ABOUT THIS TASK.
The output should be identical to the entries that follow.

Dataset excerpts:
====
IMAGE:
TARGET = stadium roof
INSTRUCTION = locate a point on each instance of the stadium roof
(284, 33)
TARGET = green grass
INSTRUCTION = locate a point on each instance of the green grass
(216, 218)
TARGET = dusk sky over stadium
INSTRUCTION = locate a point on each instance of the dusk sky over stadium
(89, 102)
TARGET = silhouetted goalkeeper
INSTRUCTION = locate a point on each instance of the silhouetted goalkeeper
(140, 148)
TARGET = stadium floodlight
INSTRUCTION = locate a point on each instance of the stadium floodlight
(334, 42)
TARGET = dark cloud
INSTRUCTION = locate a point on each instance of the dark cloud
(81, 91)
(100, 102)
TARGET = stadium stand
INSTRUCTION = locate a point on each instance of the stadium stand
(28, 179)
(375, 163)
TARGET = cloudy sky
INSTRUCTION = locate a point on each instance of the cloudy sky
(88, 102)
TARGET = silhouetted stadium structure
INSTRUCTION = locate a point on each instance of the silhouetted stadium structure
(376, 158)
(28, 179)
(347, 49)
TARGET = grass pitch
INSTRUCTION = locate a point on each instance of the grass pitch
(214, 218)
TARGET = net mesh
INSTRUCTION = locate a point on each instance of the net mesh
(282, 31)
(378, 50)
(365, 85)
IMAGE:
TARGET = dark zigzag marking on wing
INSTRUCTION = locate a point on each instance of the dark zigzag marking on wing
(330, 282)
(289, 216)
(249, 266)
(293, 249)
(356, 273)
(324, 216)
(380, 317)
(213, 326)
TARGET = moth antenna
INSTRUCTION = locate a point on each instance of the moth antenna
====
RESPONSE AREA.
IMAGE:
TARGET = stadium roof
INSTRUCTION = locate a point on each instance of the stadium roof
(284, 33)
TARGET = green grass
INSTRUCTION = locate a point on each instance of the green grass
(216, 218)
TARGET = dusk sky over stadium
INSTRUCTION = locate a point on each instance of the dusk sky over stadium
(89, 102)
TARGET = silhouetted goalkeeper
INSTRUCTION = locate a point on each instance of the silhouetted goalkeeper
(140, 148)
TARGET = stadium floodlight
INSTRUCTION = locate a point on each instance of the stadium floodlight
(334, 42)
TARGET = dark cloud
INSTRUCTION = locate a point on each instance of the dark cloud
(81, 91)
(100, 102)
TARGET = stadium stand
INSTRUCTION = locate a point on each instance of the stadium stand
(28, 179)
(375, 163)
TARGET = cloudy sky
INSTRUCTION = locate a point on each instance of the cloudy sky
(88, 102)
TARGET = silhouetted stadium structure
INSTRUCTION = locate a point on each instance of the silhouetted stadium structure
(376, 158)
(28, 179)
(347, 49)
TARGET = grass pitch
INSTRUCTION = locate a point on each instance of the grass pitch
(214, 218)
TARGET = net mesh
INSTRUCTION = locate a point on each instance of the net mesh
(282, 31)
(378, 50)
(365, 85)
IMAGE:
TARGET = dark zigzag marking on wing
INSTRUCTION = locate a point on each instance of the dark zigzag marking on wing
(330, 282)
(289, 216)
(249, 266)
(293, 249)
(356, 273)
(324, 216)
(380, 317)
(213, 326)
TARGET = moth antenna
INSTRUCTION = locate a point on each instance of the moth antenna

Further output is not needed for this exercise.